### DATA RECORDS
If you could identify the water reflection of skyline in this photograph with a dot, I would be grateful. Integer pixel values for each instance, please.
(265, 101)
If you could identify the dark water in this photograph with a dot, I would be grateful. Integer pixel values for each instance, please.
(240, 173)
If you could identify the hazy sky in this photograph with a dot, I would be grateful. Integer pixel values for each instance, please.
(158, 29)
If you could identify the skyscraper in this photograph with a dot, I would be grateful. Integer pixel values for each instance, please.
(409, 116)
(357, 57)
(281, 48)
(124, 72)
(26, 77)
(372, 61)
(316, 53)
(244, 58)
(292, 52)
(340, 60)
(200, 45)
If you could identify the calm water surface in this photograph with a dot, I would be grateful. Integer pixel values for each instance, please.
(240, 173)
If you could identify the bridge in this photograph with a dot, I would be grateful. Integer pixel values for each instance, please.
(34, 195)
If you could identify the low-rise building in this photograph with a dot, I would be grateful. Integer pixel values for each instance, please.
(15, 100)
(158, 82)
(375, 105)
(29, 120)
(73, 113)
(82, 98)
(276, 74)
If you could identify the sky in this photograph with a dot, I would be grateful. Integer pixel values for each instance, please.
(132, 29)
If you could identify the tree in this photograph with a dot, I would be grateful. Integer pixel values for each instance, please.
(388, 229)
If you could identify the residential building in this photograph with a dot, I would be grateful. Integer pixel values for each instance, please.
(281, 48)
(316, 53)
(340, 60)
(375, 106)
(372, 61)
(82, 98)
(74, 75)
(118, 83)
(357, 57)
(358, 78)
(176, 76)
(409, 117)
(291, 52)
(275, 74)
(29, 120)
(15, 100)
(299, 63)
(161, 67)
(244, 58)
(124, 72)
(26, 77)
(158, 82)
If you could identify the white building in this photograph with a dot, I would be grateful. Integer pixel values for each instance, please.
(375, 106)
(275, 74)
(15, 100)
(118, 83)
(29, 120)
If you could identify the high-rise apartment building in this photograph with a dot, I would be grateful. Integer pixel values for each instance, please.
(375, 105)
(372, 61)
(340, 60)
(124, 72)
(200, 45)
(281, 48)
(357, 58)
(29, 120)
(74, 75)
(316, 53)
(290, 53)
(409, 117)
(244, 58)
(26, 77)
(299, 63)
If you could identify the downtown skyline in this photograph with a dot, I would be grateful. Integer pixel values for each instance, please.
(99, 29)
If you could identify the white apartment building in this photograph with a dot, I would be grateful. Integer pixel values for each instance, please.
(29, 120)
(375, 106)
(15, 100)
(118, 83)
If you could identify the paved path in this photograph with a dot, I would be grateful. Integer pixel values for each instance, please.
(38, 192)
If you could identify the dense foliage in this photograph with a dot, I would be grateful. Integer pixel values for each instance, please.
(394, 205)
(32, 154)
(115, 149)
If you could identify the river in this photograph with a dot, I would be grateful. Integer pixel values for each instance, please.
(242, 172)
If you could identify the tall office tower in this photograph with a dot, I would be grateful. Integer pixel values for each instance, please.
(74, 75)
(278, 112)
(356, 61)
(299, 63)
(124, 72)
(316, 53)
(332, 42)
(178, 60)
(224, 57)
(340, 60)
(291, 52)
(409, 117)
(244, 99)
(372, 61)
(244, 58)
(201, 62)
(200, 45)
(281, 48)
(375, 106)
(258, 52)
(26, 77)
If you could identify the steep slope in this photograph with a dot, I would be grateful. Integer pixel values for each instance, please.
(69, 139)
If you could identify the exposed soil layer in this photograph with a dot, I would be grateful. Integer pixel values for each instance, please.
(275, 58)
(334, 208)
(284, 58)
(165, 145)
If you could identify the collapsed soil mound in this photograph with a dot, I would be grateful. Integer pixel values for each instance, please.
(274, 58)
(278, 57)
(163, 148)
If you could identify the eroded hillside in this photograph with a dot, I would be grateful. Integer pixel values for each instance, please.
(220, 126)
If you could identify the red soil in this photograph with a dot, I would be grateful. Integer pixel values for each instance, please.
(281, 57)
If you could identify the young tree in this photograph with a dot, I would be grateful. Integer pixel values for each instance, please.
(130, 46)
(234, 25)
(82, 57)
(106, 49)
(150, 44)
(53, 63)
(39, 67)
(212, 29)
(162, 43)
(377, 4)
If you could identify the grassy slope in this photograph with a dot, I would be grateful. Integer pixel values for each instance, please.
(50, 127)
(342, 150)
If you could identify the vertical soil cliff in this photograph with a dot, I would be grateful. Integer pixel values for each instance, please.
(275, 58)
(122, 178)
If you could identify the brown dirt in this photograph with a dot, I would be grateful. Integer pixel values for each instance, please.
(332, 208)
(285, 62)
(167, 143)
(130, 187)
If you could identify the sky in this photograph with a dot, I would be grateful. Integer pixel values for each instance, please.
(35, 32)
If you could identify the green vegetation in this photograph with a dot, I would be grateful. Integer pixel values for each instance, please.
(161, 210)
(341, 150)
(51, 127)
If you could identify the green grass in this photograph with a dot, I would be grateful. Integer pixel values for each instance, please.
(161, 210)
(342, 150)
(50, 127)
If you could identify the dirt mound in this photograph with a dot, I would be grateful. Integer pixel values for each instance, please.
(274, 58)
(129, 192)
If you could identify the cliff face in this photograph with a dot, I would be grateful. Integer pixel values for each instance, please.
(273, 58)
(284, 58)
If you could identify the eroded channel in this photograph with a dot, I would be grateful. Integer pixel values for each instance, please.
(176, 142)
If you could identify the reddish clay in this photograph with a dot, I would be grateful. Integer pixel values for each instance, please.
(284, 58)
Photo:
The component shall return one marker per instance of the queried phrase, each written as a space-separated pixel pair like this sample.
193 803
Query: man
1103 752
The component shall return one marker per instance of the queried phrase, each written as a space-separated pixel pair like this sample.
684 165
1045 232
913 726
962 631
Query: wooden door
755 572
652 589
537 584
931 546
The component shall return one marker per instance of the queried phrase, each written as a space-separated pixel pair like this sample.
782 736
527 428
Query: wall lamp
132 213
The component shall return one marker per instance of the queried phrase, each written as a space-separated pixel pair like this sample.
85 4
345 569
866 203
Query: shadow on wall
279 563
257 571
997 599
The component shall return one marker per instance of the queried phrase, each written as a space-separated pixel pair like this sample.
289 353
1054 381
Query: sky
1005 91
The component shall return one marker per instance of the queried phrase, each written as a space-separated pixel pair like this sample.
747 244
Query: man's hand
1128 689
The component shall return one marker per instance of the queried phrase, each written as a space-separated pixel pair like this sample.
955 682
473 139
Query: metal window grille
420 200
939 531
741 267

### ASSIGNMENT
Each entry must be output exactly as it was written.

### ANSWER TO THIS PROBLEM
If you could identify the water reflection of skyline in this photograph with a dot, I would be grateful. Integer pixel values for each instance, please.
(265, 101)
If you could identify the dark water in this photograph with a dot, I would be grateful. Integer pixel values for each instance, please.
(240, 173)
If you could identify the hazy sky in this photograph with a dot, I would be grateful. Integer pixel values for each instance, please.
(158, 29)
If you could identify the skyscraper in this photograph with a dot, I would be grateful. Integer pixel values for each instance, please.
(409, 116)
(357, 57)
(281, 48)
(124, 72)
(26, 77)
(372, 61)
(316, 53)
(244, 58)
(292, 52)
(340, 60)
(200, 45)
If you could identify the calm water surface in this photograph with a dot, I would be grateful. Integer pixel values for each instance, please.
(240, 173)
If you could identify the bridge in this photograph with a dot, I would be grateful. Integer pixel values for each instance, please.
(34, 195)
If you could identify the low-rise building in this photograph with a dot, I would be grateful. Integer pixel values for each instance, please.
(15, 100)
(158, 82)
(375, 105)
(29, 120)
(73, 113)
(82, 98)
(276, 74)
If you could identify the sky in this photograph with a dot, I would be grateful. Integer pixel values for each instance, please.
(132, 29)
If you could identify the tree in this photograph with a dot, I would be grateful. Integer pixel values for each instance, please.
(388, 229)
If you could identify the residential building in this photograph with a dot, I would be grateful. Integer pixel values for each instance, please.
(281, 48)
(316, 53)
(340, 60)
(375, 106)
(372, 61)
(82, 98)
(74, 75)
(118, 83)
(357, 57)
(358, 78)
(176, 76)
(409, 117)
(291, 52)
(275, 74)
(29, 120)
(15, 100)
(299, 63)
(161, 67)
(244, 58)
(124, 72)
(26, 77)
(158, 82)
If you could identify the white building in this photograph with a dot, I would be grateful. Integer pixel values for each instance, please.
(375, 106)
(275, 74)
(15, 100)
(118, 83)
(29, 120)
If you could identify the high-rise apartment building in this photograph with a dot, I would be grateful. Integer pixel values for each instance, please.
(375, 105)
(372, 61)
(340, 60)
(124, 72)
(200, 45)
(281, 48)
(357, 58)
(29, 120)
(74, 75)
(316, 53)
(290, 53)
(409, 117)
(244, 58)
(26, 77)
(299, 63)
If you could identify the downtown skyline in this photograph with a dot, I would be grateful. Integer pixel values for each instance, please.
(99, 29)
If you could identify the white apartment building in this photograph with a dot, I would be grateful. Integer pixel values for each instance, please.
(29, 120)
(375, 106)
(15, 100)
(118, 83)
If you could identify the paved path in this photograph with a dot, I would be grateful. Integer pixel values for each instance, please.
(38, 192)
If you could identify the dense foliage in this photograph with a dot, I would be grateful. Integer pixel values for each instance, please.
(394, 205)
(32, 154)
(115, 149)
If you could identify the river in this photograph with a dot, I would be grateful. Integer pixel values for each instance, please.
(242, 172)
If you could identify the tall office tower in this photograph with a dot, I would be grateful. Integer pixel values for each instance, please.
(74, 75)
(278, 112)
(356, 61)
(299, 63)
(124, 72)
(316, 53)
(332, 42)
(178, 60)
(224, 57)
(340, 60)
(291, 52)
(409, 117)
(244, 99)
(372, 61)
(244, 58)
(201, 62)
(200, 45)
(281, 48)
(375, 106)
(258, 52)
(26, 77)
If you could identify the steep slope in this photograph with a dot, I would be grateful. Integer pixel values for each instance, please.
(69, 139)
If you could identify the exposed soil layer in this photograph with a dot, I would be grateful. Integer pixel values for each instance, please.
(275, 58)
(334, 208)
(284, 58)
(165, 145)
If you could identify the collapsed soil mound in this photograph with a dot, I would be grateful. Integer pixel values for each instance, please.
(274, 58)
(278, 57)
(163, 148)
If you could identify the eroded hillside in this photograph with a dot, I would be grateful. Integer pixel values for each instance, please.
(220, 126)
If you could identify the red soil in this photograph with a dot, I would be grateful. Integer pixel values for each instance, please.
(281, 57)
If you could identify the young tree in this photograph with a dot, I would be grateful. Integer pixel values for each instance, please.
(130, 46)
(234, 25)
(82, 57)
(106, 49)
(150, 44)
(53, 63)
(39, 67)
(212, 29)
(162, 43)
(377, 4)
If you could identify the grassy slope in this photograph with a dot, I would be grateful. Integer pixel values for each instance, please.
(50, 127)
(342, 150)
If you could identify the vertical soil cliff in this photograph with a dot, I would be grateful. Integer pixel values for each instance, please.
(275, 58)
(122, 178)
If you could identify the brown dirt in this photograph with a dot, I would be grateful. Integer pixel values for each instance, please.
(332, 208)
(285, 62)
(167, 143)
(130, 187)
If you could identify the sky in this photograph with a dot, I would be grateful. Integer pixel values for each instance, please.
(35, 32)
If you could identify the green vegetation in this photograph with a dot, I would be grateful. Integer pixel values for each instance, please.
(161, 210)
(341, 150)
(51, 127)
If you could identify the green grass in this photograph with a dot, I would be grateful. Integer pixel values for each instance, please.
(161, 210)
(342, 150)
(50, 127)
If you could identify the dirt mound in this photograph with a dot, I would be grateful. Integer pixel values for each instance, please.
(274, 58)
(129, 192)
If you could identify the cliff face in this photograph with a dot, I would be grateful. Integer pixel values for each instance, please.
(273, 58)
(284, 58)
If you could identify the eroded channel in this photograph with a dot, I would be grateful. Integer pixel values for each instance, please.
(176, 142)
If you could identify the reddish clay in this photograph with a dot, I would be grateful. Integer pixel values for each instance, please.
(284, 58)
Photo:
The component shall return one marker per instance of the queried phrase, each written as a space-separated pixel pair like this sample.
193 803
Query: man
1103 752
The component shall return one marker per instance of the queried phrase, each written as a space-separated pixel pair like this sample.
684 165
1045 232
913 726
962 631
Query: wooden door
755 572
652 589
537 584
931 546
The component shall return one marker per instance of the queried phrase, each written as a space-separated pixel pair like this sample.
782 736
527 428
Query: wall lamp
132 213
The component shall return one marker per instance of the queried phrase, each written as a space-separated pixel pair like this sample.
85 4
345 569
866 203
Query: shadow on wall
279 563
257 571
997 599
The component shall return one marker per instance of the queried phrase, each written as a space-separated pixel pair like this sample.
289 353
1054 381
Query: sky
1005 91
The component shall return one marker per instance of the queried phrase, each written as a space-separated pixel pair like this sample.
747 244
Query: man's hand
1128 689
The component shall return one marker per instance of the queried phrase, each written as a space-separated pixel pair like this sample.
955 682
473 139
Query: metal window grille
420 200
939 531
741 267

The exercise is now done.